[Problem]: Pull out every line below that contains the string "running", and copy each one unchanged. Treat uppercase and lowercase letters as different.

[Listed records]:

** Begin **

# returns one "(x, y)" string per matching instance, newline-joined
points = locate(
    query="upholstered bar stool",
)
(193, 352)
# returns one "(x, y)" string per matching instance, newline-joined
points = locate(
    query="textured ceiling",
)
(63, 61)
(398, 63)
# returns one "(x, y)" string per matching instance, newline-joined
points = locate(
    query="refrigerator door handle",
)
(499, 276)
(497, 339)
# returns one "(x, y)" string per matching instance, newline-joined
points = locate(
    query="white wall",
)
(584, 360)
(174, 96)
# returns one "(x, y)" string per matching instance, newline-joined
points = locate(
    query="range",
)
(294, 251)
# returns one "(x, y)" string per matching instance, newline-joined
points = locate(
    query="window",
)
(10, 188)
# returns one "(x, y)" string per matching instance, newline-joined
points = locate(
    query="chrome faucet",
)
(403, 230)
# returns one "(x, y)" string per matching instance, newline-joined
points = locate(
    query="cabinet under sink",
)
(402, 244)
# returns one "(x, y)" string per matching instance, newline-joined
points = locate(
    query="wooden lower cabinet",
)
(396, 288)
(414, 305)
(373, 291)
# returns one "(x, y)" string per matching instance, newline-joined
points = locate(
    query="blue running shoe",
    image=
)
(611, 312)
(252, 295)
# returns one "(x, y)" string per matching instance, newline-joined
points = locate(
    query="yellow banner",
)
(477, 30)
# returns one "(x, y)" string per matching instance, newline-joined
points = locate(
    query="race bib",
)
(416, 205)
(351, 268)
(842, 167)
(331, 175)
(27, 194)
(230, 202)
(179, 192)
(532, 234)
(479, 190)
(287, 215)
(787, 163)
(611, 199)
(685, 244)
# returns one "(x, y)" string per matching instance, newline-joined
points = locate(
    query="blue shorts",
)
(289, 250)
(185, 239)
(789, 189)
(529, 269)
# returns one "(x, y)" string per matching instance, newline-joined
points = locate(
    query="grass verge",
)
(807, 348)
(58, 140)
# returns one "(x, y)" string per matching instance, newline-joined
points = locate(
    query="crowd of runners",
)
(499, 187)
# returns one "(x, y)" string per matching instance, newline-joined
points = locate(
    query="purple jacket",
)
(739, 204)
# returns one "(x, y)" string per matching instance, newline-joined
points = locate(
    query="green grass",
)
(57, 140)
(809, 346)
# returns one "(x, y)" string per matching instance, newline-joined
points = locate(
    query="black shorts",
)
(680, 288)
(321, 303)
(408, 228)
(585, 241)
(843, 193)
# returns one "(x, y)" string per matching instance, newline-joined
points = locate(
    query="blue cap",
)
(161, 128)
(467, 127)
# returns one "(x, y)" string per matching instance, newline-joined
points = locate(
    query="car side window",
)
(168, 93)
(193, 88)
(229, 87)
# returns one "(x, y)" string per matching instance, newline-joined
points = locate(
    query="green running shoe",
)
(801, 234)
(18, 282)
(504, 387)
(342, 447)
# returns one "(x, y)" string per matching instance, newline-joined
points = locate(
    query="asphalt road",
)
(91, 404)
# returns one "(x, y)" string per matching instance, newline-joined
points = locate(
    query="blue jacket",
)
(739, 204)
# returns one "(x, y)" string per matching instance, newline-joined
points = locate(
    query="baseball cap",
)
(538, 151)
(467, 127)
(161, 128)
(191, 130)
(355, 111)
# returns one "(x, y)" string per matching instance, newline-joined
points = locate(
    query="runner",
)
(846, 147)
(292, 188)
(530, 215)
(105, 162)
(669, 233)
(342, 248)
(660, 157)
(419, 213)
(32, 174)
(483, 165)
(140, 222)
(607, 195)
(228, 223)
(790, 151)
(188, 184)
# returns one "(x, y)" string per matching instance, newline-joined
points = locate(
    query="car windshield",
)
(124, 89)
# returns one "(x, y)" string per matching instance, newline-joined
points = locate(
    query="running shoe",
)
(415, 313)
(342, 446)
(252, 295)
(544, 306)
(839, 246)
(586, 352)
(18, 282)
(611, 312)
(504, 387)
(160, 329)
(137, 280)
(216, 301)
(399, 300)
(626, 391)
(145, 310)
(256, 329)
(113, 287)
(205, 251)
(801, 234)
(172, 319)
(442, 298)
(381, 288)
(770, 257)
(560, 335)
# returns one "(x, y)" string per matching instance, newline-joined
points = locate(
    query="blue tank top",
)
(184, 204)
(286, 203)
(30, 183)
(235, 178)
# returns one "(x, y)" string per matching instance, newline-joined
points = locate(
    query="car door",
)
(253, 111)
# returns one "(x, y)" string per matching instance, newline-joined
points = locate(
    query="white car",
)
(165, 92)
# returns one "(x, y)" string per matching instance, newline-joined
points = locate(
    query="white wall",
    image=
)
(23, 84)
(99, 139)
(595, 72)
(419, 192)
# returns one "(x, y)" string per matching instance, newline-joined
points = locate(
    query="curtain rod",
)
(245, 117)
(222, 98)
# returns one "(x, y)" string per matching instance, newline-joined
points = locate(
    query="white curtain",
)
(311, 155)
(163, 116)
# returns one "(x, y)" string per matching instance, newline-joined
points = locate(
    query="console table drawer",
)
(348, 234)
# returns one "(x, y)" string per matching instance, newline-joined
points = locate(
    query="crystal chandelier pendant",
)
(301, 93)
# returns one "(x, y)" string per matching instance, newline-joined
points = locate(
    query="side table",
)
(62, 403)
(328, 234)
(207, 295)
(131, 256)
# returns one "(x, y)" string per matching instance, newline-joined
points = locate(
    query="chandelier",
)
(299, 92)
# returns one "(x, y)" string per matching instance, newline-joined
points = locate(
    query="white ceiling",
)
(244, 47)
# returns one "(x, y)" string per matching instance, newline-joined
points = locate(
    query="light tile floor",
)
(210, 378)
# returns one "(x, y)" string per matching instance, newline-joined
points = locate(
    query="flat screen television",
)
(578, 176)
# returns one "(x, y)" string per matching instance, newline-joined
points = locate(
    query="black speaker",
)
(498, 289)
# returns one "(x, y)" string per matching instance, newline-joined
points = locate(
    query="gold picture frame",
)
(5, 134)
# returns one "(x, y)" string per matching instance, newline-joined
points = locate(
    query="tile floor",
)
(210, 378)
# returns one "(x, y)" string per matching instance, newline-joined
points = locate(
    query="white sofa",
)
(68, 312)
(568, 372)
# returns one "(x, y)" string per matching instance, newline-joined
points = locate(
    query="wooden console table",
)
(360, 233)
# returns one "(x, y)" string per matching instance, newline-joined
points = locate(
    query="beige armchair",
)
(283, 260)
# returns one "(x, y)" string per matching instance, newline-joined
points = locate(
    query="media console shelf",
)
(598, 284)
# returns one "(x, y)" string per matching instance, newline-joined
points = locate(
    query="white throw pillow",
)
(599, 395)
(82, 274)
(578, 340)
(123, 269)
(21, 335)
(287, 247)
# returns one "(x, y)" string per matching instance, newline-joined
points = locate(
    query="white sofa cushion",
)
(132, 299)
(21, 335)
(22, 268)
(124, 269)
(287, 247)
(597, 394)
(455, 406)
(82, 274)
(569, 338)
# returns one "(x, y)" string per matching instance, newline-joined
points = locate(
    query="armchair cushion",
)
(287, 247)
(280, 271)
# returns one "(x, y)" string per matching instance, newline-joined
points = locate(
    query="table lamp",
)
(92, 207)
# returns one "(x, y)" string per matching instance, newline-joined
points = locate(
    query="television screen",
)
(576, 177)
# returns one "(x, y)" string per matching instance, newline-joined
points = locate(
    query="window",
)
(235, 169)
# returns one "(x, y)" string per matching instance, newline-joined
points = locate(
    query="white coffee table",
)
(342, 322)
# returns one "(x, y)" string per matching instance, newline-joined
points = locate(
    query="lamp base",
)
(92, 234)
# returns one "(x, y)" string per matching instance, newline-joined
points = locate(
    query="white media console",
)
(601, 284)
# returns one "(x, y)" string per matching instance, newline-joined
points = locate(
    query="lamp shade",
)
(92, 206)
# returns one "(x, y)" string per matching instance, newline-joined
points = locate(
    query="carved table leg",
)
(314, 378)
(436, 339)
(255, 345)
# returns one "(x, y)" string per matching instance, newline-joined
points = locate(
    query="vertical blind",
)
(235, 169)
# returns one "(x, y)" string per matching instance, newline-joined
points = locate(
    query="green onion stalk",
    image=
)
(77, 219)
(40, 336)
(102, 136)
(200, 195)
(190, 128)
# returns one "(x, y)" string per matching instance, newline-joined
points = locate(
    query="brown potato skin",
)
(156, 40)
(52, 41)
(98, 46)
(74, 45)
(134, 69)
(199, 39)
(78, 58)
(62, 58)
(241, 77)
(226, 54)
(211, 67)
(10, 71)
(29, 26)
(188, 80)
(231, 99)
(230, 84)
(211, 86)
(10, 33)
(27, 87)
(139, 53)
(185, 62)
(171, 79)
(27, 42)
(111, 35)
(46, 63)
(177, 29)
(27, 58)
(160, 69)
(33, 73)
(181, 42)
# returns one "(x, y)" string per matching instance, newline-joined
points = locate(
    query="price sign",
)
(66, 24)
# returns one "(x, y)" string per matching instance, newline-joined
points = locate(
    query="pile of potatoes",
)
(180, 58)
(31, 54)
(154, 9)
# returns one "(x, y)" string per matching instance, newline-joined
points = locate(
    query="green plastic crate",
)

** End **

[Written reply]:
    query="blue running shoe",
    query="green running shoe",
    query="running shoe",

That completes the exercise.